(MATERIAL PROVIDED)
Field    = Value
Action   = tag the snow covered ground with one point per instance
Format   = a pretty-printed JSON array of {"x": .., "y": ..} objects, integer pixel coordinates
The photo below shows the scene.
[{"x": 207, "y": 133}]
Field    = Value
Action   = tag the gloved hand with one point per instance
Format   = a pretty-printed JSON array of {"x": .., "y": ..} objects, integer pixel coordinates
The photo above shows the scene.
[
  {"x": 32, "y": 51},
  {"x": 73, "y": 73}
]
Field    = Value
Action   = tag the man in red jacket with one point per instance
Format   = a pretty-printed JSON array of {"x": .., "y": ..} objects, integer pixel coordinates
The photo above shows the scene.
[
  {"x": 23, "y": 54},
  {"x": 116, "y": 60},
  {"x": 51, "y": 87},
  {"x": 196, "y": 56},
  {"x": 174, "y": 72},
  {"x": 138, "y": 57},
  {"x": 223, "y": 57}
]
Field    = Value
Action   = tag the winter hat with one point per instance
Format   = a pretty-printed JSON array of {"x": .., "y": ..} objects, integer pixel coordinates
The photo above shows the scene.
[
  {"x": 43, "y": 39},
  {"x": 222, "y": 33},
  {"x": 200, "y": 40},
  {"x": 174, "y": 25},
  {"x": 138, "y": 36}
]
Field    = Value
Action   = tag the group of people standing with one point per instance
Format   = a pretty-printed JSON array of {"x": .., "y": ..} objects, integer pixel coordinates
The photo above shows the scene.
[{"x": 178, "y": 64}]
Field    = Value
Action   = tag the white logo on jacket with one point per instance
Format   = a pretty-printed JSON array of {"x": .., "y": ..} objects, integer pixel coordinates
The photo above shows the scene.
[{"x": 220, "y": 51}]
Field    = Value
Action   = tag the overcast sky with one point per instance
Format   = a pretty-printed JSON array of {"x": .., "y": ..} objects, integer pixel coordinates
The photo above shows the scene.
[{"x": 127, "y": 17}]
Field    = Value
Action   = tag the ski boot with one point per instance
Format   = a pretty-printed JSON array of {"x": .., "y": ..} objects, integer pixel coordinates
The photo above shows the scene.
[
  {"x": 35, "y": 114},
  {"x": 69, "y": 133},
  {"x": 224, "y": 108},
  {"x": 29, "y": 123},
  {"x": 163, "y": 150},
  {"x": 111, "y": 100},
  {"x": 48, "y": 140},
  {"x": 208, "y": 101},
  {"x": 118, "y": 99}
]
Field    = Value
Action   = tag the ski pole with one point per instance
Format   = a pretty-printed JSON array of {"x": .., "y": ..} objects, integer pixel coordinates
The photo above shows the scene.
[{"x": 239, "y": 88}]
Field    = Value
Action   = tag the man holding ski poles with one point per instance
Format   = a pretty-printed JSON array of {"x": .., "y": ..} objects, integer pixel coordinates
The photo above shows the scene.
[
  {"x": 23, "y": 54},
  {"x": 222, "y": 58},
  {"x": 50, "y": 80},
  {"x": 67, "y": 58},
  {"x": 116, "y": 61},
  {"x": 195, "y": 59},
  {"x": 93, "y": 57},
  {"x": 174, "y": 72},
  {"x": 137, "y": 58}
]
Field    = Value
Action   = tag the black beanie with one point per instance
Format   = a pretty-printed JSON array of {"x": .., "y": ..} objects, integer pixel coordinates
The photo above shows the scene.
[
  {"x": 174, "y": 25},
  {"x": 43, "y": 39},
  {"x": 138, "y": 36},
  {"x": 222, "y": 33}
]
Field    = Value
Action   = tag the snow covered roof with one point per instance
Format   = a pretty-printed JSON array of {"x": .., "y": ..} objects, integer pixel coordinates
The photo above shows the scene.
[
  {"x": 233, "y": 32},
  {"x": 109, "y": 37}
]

(WHAT YOU WILL DO) Please identify and copy every line above that contains the word "point".

(RESPONSE TO THE EXERCISE)
Action   = tag the snow covered ground with one point per instance
Action   = tag the gloved hand with one point per instance
Action   = tag the man in red jacket with one point per instance
Action   = tag the winter hat with one point per instance
Action   = tag the group of people standing with one point per instance
Action   = tag the white logo on jacket with one point per instance
Action   = tag the overcast sky with one point per instance
Action   = tag the ski boot with one point per instance
Action   = tag the ski pole with one point per instance
Action   = tag the man holding ski poles with one point per instance
Action   = tag the black beanie with one point per instance
Action   = tag the snow covered roof with one point per instance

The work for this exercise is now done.